- What you are asked to do: Entries must be copied exactly, with nothing left out.
___
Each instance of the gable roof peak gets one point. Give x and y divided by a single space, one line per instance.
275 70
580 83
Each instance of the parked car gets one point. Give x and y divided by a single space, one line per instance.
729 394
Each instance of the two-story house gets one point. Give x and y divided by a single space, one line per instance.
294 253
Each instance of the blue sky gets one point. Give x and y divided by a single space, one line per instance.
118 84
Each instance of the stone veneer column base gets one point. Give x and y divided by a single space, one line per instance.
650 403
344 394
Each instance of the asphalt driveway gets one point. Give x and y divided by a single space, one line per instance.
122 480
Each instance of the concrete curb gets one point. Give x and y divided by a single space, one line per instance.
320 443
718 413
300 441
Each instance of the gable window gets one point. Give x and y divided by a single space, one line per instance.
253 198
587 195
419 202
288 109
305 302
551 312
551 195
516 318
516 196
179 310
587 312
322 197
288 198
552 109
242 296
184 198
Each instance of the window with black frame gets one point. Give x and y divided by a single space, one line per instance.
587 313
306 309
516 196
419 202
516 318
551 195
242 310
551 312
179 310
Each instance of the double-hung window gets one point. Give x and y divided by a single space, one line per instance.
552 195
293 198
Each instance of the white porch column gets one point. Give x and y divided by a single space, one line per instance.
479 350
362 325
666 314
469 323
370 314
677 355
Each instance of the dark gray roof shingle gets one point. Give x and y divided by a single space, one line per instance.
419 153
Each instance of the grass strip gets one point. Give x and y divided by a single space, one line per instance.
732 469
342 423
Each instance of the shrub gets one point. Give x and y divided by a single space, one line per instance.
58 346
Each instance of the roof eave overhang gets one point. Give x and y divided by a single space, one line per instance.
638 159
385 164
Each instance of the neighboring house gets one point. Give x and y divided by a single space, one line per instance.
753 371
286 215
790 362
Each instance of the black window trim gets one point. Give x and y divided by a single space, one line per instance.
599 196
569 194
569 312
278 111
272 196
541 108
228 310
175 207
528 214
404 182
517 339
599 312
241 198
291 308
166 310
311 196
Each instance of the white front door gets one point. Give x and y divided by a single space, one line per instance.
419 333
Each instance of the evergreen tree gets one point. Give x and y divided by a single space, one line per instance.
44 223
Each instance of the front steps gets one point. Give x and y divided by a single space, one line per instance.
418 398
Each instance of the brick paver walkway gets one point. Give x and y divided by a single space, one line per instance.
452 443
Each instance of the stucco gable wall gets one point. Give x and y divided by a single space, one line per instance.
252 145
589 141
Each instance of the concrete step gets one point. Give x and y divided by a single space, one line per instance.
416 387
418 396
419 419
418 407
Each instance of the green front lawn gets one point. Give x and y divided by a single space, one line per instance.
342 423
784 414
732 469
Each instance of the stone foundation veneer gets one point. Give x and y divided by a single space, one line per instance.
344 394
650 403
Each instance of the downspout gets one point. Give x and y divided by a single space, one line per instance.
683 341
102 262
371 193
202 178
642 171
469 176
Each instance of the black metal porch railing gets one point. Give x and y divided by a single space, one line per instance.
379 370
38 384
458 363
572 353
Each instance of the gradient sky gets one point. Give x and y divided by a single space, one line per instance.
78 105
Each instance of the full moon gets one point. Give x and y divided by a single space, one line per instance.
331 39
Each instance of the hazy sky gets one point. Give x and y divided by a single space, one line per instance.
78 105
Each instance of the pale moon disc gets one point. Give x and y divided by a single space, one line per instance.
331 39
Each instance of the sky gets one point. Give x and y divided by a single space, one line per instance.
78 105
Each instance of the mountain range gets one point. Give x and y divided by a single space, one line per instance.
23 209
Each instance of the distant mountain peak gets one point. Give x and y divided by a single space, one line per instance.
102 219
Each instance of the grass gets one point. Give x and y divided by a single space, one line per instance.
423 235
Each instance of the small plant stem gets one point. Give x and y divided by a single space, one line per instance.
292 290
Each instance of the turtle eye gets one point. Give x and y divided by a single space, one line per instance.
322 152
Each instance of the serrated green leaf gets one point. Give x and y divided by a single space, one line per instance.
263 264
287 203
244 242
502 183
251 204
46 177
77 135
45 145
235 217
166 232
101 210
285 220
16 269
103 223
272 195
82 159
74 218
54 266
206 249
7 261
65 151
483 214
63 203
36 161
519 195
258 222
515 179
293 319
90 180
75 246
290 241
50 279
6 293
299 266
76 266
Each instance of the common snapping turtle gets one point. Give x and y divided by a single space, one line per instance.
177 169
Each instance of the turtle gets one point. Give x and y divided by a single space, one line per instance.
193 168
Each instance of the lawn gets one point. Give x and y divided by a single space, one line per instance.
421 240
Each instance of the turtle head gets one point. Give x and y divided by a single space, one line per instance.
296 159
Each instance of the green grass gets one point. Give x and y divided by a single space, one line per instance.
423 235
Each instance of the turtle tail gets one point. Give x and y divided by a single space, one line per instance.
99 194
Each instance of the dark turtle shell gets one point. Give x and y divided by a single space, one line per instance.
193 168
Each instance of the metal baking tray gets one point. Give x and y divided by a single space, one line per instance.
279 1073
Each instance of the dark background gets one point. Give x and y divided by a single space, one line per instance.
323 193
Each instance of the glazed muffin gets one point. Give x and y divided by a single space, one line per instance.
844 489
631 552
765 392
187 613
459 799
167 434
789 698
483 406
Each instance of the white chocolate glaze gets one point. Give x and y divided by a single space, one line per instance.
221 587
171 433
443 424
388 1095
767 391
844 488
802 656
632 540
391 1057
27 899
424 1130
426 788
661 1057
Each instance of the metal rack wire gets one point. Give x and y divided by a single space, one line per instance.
___
- Result for this task:
Each instance of the gable roof peak gets one point. Give x and y divided by a single space, one line per instance.
275 70
580 83
Each instance of the parked car gets one point. Give x and y divided by a single space, one line per instance.
729 394
Each instance of the two-story house gets one point. Give x and y divided by a single space, one line per instance.
294 253
Each instance of the blue sky gets one point. Give x and y divided by a single space, one line per instance.
118 84
Each instance of the stone veneer column base gets one point. Give x and y divided by a single space, one line per instance.
650 403
344 394
Each instance of the asphalt driveway gets one point. Give x and y divided by a single space, one line per instance.
122 480
Each instance of the concrete curb gets one point. Give x and y divided by a single space, one line per instance.
320 443
718 413
300 441
Each instance of the gable window gets one point. Give x and y divided by a single space, one line per instance.
253 198
587 195
419 202
288 109
305 302
551 312
551 195
516 318
516 196
179 310
587 312
322 197
288 198
552 109
242 296
184 198
Each instance of the window with black frame gets one point. Give x and y divided by a single space, one line per instance.
587 313
306 309
516 196
419 202
516 318
551 195
242 310
551 312
179 310
Each instance of the double-hung window gets one point. Give x and y divided by a single space, one line per instance.
552 195
293 198
Each instance of the white porch column gets one point. Give x and y divided by a single space, one line per instance.
479 350
362 325
666 314
469 323
370 314
677 355
Each instance of the dark gray roof shingle gets one point. Give x and y divided by a single space, one line per instance.
419 153
Each instance of the grass strip gets one point. Give x and y divided by a single space, one line per instance.
732 469
342 423
Each instance of the shrub gets one point. Give x and y divided by a single space, one line per instance.
58 346
Each instance of the roof eave overhang gets one point. Give x and y divided by a single space, one line per instance.
638 159
385 164
Each instance of the neighboring house gets one point. Give x and y divided by a single space, one line per instance.
753 371
286 215
790 362
Each instance of the black window trim gets one point. Give x and y divided by a single space, one line per instance.
599 196
569 194
569 312
278 111
272 196
541 108
228 310
175 207
528 214
404 182
517 339
599 312
241 198
291 308
166 310
311 196
Each instance of the white front door gets one point. Give x and y divided by a single space, one line per instance.
419 333
Each instance of the evergreen tree gets one point. Give x and y divided by a single space, one line per instance.
44 223
Each instance of the front steps gets one point. Give x and y divided by a single space, one line per instance.
418 398
Each instance of the brick paver walkway gets one point. Give x and y divided by a single space, one line per instance.
452 443
Each instance of the stucco gable wall gets one point. Give x and y divided by a single space, one line per instance.
252 145
589 141
Each instance of the concrete step gets one point. Give x and y divided by a single space, one line per instance.
416 387
418 396
419 419
418 407
Each instance of the green front lawn gets one point. Give x and y divided by a single space, one line per instance.
342 423
784 414
732 469
Each instance of the stone foundation veneer gets one point. Give x and y divided by a single space, one line per instance.
344 394
650 403
Each instance of the downspout gets one point. Give x and y divided by a single space, one line per instance.
683 341
102 262
371 193
202 178
642 171
469 176
Each instance of the black metal porch railing gets one point. Give x and y divided by a single space, one line per instance.
379 370
38 384
458 363
572 353
Each instance of the gradient sky gets one point. Give x and y divided by a single space, one line per instance.
78 105
Each instance of the full moon gets one point. Give x and y divided by a single space, one line per instance.
331 39
Each instance of the hazy sky gets one point. Give x and y divided by a single space, one line per instance.
78 105
Each instance of the pale moon disc gets one point. Give x and y divided by a single space, one line per instance.
331 39
Each instance of the sky gets one point. Give x and y divided by a single space, one line per instance.
78 105
Each instance of the mountain range gets one point. Give x and y divided by a single space, one line per instance.
23 209
Each instance of the distant mountain peak gets one point. Give x and y divided by a single space, one line per instance.
102 219
Each instance of the grass gets one point. Give x and y divided by a single space, one line per instance.
423 235
Each instance of the small plant stem gets one point. Give x and y divided by a single space, one line per instance.
292 290
Each instance of the turtle eye gets one point. Give x and y divided by a single space, one line per instance.
322 152
Each instance of the serrated green leaf gets one point. Give x and y divided by a single space, one line per instance.
263 264
287 203
244 242
502 183
251 204
46 177
77 135
45 145
235 217
166 232
101 210
285 220
16 269
103 223
272 195
82 159
74 218
54 266
206 249
7 261
65 151
483 214
63 203
36 161
519 195
258 222
515 179
293 319
90 180
75 246
290 241
50 279
6 293
299 266
76 266
Each instance of the common snapping turtle gets one point. Give x and y divided by a single space, one line per instance.
177 169
Each instance of the turtle gets one point. Give x and y divided by a single space, one line per instance.
193 168
Each instance of the lawn gets one point. Give x and y divided by a single space, one line per instance.
421 240
Each instance of the turtle head gets one point. Give x and y divided by a single space, one line per instance.
296 159
Each instance of the green grass gets one point. Give x and y divided by a single space, one line per instance.
423 235
Each instance of the turtle tail gets one point. Give x and y divided by a single space, one line per instance.
99 194
Each instance of the dark turtle shell gets one point. Give x and y divided by a single space, one line per instance.
193 168
Each instance of the metal baking tray gets one point. Give x and y divided by a single space, one line per instance.
279 1073
Each instance of the dark background gets one point. Give x and y divided by a single space, one line per instance.
323 193
Each instance of the glazed muffin gets one point. Give x and y divided by a single space, one line per instance.
844 489
631 552
765 392
187 613
459 799
167 434
789 698
483 406
Each instance of the white chocolate glaze gets one point. Give x and y divided by a single space, one line per instance.
221 587
171 433
443 424
388 1095
767 391
844 488
802 656
632 540
391 1057
27 899
424 1130
426 788
661 1057
Each instance of the metal rack wire gets one point. Give x and y divided by a single space, one line per instance.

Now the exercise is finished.